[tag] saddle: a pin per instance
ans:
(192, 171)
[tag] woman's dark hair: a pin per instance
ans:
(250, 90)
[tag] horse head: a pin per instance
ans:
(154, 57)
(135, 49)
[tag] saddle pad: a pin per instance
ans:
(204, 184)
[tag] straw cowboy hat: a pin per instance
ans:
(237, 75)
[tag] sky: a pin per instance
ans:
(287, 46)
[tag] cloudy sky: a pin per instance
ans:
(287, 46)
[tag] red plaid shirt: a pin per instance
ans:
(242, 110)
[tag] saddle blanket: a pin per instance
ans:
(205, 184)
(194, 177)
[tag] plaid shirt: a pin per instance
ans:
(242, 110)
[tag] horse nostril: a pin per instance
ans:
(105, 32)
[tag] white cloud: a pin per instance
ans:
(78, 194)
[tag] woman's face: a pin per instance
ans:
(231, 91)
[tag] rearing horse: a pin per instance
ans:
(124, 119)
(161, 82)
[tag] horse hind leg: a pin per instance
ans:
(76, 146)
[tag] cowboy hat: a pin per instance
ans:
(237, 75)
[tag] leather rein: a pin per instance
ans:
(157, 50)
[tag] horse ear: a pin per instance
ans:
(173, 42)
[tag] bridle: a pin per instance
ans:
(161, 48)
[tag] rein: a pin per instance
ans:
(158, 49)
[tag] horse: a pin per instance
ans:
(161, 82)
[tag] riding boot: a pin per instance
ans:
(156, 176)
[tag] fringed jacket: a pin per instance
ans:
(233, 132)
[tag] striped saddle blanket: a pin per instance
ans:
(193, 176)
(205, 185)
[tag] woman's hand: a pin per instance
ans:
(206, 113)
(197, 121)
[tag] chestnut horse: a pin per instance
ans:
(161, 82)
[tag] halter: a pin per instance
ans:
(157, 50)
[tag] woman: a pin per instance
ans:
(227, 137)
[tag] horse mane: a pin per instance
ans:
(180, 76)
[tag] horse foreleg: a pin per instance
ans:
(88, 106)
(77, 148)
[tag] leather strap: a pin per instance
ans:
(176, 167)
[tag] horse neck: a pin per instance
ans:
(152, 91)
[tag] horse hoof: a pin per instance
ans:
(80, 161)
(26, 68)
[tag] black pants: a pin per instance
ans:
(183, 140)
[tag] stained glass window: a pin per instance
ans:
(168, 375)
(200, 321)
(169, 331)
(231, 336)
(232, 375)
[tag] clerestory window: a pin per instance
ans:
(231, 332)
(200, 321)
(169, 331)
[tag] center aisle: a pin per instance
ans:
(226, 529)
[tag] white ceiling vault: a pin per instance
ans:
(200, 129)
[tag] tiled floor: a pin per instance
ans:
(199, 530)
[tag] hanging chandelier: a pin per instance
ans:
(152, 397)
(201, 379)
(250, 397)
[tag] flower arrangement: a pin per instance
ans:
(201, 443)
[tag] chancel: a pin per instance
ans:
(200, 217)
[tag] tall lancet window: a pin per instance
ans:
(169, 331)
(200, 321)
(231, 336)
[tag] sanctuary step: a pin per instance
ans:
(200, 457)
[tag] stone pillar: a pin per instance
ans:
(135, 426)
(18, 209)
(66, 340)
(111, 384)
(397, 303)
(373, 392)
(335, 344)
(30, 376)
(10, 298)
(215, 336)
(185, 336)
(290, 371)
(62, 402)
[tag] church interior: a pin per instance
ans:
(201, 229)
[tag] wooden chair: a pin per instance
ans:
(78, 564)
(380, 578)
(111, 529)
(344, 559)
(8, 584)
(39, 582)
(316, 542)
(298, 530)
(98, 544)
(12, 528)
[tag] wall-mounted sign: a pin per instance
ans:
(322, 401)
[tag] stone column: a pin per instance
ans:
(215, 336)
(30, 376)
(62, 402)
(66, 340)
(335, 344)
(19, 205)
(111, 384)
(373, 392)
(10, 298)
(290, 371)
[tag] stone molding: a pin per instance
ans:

▸ Work required
Write out again, unchanged, every line from the line containing "[tag] riding boot: a pin per instance" to the final line of the material above.

▸ Exercise solution
[tag] riding boot: a pin per instance
ans:
(156, 176)
[tag] fringed jacket: a pin per instance
ans:
(233, 132)
[tag] striped saddle blanket: a pin per instance
ans:
(193, 176)
(205, 185)
[tag] woman's hand: a pin per instance
ans:
(206, 113)
(197, 121)
[tag] chestnut horse: a pin per instance
ans:
(161, 82)
[tag] halter: a pin per instance
ans:
(157, 50)
[tag] woman: a pin per instance
ans:
(227, 137)
[tag] horse mane: a pin per instance
ans:
(180, 76)
[tag] horse foreleg: a pin per instance
ans:
(88, 106)
(77, 148)
[tag] leather strap: a pin per instance
ans:
(176, 167)
[tag] horse neck: a pin per instance
ans:
(152, 91)
[tag] horse hoof: a pin per instance
ans:
(80, 161)
(26, 68)
[tag] black pants: a pin per instance
ans:
(183, 140)
[tag] stained glass window: a pin per instance
ans:
(168, 375)
(200, 321)
(169, 331)
(231, 336)
(232, 375)
[tag] clerestory window: a pin per instance
ans:
(231, 332)
(200, 321)
(169, 331)
[tag] center aisle: a pin per instance
ans:
(226, 529)
[tag] white ceiling vault: a pin per instance
ans:
(200, 129)
[tag] tiled floor: a pin per instance
ans:
(199, 530)
[tag] hanging chandelier: a pin per instance
ans:
(152, 397)
(201, 379)
(250, 397)
[tag] flower arrangement: a pin per instance
ans:
(201, 443)
[tag] chancel: a pin per instance
ans:
(200, 217)
[tag] tall lancet window: a pin per instance
ans:
(169, 331)
(200, 321)
(231, 336)
[tag] sanctuary step: a pin per instance
ans:
(200, 457)
[tag] stone pillar: a pin per instance
ans:
(135, 426)
(18, 209)
(66, 340)
(111, 384)
(397, 303)
(373, 392)
(335, 344)
(30, 376)
(10, 298)
(215, 336)
(185, 336)
(290, 371)
(62, 402)
[tag] church interior: a pin per instance
ans:
(201, 229)
[tag] wooden chair: a pin per instance
ans:
(78, 564)
(380, 578)
(111, 529)
(344, 559)
(8, 584)
(39, 582)
(316, 542)
(298, 530)
(98, 544)
(12, 528)
[tag] wall-mounted sign: a pin per instance
ans:
(322, 401)
[tag] stone column: a pin per instance
ans:
(215, 336)
(30, 376)
(62, 402)
(66, 340)
(335, 344)
(19, 205)
(111, 384)
(373, 392)
(10, 298)
(290, 371)
[tag] stone molding: a pin per instance
ans:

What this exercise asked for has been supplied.